Sparrow was born with an aim to provide sustainable clothing at affordable prices. The team believes and contributes to a circular model of fashion.

Craftsmen at Sparrow stitch outfits using breathable fabrics sourced from ethical resources. From designing sustainable clothing to plastic-free packaging, deliberate conscious efforts are being made.
 
To bridge the gap between consumers and sustainability, we strive to bring you ethical garments in affordable prices. So that your online shopping takes a conscious step towards the environment.”

This team led by Uma Prajapati works with the traditional technique of Handlooms. Upasana takes absolute pride in crafting fabrics through this concept that helps save electricity

  • As opposed to the artificial dyes, the team works with natural ones. Such as, Natural Indigo, native minerals, and herbs like Sandalwood and Tulsi.

Stored items:
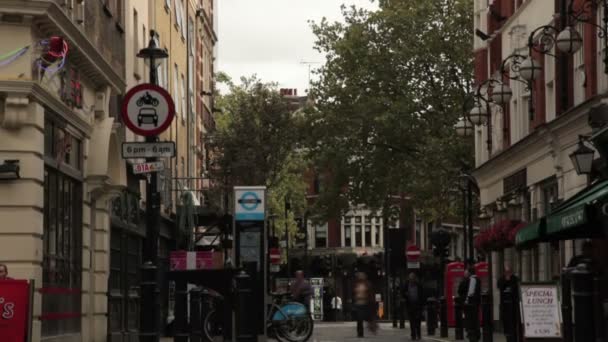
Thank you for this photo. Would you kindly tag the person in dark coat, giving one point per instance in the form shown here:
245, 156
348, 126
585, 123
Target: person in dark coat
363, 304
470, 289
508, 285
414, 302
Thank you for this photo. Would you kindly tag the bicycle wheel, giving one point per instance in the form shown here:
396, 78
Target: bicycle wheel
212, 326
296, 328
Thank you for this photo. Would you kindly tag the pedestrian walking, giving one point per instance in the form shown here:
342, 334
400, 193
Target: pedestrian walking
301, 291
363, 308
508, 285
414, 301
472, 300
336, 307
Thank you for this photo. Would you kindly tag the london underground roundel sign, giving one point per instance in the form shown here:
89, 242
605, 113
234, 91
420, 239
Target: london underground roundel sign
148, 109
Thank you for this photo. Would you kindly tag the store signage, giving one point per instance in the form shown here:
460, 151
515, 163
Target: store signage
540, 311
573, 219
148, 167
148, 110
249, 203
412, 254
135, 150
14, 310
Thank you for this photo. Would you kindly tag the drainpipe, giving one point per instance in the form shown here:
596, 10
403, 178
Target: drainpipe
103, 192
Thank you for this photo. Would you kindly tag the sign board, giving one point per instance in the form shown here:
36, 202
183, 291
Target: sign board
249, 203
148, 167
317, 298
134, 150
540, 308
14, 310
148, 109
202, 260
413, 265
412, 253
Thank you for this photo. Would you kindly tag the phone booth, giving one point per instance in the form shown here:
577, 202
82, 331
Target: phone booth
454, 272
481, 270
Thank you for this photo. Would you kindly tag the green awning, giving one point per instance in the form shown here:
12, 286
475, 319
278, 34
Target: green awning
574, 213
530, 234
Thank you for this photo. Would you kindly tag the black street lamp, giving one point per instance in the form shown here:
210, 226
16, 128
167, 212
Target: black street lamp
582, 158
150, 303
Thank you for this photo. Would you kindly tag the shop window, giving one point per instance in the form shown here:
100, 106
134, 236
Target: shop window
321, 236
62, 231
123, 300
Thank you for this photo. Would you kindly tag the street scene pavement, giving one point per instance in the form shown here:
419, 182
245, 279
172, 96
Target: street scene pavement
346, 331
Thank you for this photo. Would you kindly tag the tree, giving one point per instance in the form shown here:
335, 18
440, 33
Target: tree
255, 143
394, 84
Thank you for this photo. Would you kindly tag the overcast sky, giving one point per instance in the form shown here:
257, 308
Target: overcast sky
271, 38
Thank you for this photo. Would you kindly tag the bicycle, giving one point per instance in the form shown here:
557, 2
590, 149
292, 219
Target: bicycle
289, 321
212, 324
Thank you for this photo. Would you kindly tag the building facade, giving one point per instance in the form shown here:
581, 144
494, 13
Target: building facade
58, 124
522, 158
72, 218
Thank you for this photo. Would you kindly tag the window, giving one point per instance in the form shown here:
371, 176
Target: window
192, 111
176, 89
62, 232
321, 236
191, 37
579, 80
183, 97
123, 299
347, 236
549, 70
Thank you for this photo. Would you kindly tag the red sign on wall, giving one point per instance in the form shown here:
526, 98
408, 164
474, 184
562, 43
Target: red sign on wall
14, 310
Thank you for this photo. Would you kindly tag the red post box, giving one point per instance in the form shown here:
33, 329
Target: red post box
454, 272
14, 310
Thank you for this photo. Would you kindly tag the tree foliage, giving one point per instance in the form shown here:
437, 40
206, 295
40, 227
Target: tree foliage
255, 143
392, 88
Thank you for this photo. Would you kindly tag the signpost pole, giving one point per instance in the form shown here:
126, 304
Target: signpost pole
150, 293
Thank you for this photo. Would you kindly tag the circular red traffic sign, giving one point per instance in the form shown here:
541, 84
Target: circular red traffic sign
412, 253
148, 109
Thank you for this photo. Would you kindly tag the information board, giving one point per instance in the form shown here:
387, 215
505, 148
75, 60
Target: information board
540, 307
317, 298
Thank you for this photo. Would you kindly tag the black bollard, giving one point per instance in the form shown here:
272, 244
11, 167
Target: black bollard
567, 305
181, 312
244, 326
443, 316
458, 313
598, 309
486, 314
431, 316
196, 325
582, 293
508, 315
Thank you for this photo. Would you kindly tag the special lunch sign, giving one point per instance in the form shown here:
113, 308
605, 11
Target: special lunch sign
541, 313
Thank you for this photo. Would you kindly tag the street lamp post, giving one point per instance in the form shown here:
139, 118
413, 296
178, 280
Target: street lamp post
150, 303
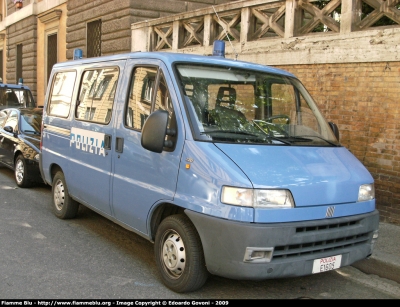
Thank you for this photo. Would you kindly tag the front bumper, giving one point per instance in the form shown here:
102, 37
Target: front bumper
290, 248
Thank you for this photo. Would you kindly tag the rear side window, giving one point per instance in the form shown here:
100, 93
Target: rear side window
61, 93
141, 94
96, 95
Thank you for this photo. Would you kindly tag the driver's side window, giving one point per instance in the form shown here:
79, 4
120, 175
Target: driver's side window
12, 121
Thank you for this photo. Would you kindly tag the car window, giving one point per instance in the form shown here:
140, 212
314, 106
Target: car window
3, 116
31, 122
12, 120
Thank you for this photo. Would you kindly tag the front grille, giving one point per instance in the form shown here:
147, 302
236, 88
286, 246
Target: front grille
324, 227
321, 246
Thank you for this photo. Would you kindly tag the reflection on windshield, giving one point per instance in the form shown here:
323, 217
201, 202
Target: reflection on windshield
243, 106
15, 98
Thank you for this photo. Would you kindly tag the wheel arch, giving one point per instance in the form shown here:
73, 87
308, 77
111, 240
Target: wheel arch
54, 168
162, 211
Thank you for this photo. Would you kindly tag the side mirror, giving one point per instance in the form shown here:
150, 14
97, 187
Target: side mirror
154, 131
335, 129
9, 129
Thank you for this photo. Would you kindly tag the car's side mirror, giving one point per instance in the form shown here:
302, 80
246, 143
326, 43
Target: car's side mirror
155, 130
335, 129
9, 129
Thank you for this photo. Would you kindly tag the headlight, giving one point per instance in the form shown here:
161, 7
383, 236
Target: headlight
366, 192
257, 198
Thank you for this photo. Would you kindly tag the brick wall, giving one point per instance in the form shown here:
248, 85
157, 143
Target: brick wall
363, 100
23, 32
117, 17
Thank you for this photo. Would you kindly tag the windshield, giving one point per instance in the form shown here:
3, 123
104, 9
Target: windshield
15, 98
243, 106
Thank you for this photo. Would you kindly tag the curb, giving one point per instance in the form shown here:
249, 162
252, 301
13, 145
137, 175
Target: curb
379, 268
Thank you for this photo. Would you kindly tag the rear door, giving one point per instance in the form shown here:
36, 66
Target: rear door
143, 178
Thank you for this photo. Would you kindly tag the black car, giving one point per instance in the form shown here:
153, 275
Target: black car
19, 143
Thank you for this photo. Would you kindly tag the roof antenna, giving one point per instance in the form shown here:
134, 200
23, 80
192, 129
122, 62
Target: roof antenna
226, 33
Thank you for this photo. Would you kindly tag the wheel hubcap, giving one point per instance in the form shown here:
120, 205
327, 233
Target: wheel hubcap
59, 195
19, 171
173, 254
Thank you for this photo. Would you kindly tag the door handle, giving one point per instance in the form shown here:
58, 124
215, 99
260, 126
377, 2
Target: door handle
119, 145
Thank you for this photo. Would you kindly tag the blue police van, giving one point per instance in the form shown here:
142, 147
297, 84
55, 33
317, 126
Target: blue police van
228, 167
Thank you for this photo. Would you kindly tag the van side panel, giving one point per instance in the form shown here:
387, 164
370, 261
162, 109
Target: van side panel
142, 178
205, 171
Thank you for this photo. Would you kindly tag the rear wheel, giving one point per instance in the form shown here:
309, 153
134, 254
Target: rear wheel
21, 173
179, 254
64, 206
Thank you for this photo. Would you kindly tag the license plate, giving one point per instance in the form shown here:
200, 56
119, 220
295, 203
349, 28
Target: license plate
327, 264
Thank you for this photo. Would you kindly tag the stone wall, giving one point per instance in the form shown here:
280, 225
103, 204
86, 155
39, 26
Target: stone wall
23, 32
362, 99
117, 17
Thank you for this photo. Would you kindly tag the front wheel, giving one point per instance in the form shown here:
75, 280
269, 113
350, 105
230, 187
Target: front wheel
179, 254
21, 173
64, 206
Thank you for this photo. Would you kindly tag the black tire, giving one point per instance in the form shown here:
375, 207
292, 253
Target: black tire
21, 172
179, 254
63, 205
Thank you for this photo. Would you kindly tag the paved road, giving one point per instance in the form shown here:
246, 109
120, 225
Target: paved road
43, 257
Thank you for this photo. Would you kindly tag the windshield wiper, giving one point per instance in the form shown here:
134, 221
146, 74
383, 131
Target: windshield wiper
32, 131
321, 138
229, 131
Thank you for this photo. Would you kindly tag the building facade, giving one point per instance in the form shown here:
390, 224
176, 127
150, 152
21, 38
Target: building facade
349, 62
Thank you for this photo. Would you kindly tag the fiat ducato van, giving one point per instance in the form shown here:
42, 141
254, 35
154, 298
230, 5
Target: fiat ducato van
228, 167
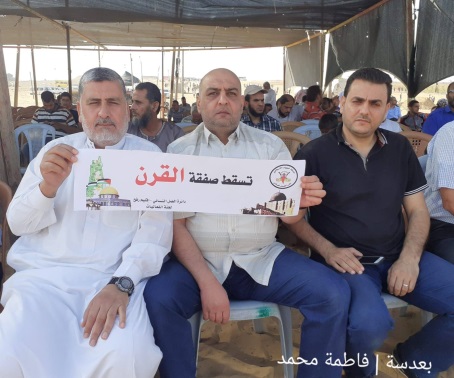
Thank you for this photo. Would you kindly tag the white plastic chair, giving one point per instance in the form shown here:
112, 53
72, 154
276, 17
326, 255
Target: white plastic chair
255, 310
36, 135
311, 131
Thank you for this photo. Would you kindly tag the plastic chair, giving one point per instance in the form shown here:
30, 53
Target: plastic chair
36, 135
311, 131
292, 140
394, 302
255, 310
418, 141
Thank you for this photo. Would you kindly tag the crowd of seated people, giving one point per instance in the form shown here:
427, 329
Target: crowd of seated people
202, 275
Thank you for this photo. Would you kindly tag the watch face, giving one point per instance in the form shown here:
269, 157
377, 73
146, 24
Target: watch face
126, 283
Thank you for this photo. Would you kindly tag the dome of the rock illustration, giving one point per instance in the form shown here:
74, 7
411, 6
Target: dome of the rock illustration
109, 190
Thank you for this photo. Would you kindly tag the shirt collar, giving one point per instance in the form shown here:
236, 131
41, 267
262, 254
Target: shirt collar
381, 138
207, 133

— What you need to do —
a) Please extract the part of the Sparrow text between "Craftsmen at Sparrow" and "Sandalwood and Tulsi.", inclusive.
b) Using the Sparrow text, decide whether each statement below agrees with it. Answer yes or no for each, and quote the words that settle it.
(i) Sparrow uses plastic-free packaging.
(ii) The team works with artificial dyes.
(iii) The team led by Uma Prajapati uses the traditional technique of Handlooms.
c) Answer these questions from the Sparrow text.
(i) At what kind of prices does Sparrow aim to provide sustainable clothing?
(ii) From what kind of resources are the breathable fabrics sourced?
(iii) Which herbs are named among the natural dyes?

— Answers for this exercise —
a)
Craftsmen at Sparrow stitch outfits using breathable fabrics sourced from ethical resources. From designing sustainable clothing to plastic-free packaging, deliberate conscious efforts are being made.
 
To bridge the gap between consumers and sustainability, we strive to bring you ethical garments in affordable prices. So that your online shopping takes a conscious step towards the environment.”

This team led by Uma Prajapati works with the traditional technique of Handlooms. Upasana takes absolute pride in crafting fabrics through this concept that helps save electricity

  • As opposed to the artificial dyes, the team works with natural ones. Such as, Natural Indigo, native minerals, and herbs like Sandalwood and Tulsi.

b)
(i) Yes: "From designing sustainable clothing to plastic-free packaging, deliberate conscious efforts are being made."
(ii) No: "As opposed to the artificial dyes, the team works with natural ones."
(iii) Yes: "This team led by Uma Prajapati works with the traditional technique of Handlooms."

c)
(i) Affordable prices
(ii) Ethical resources
(iii) Sandalwood and Tulsi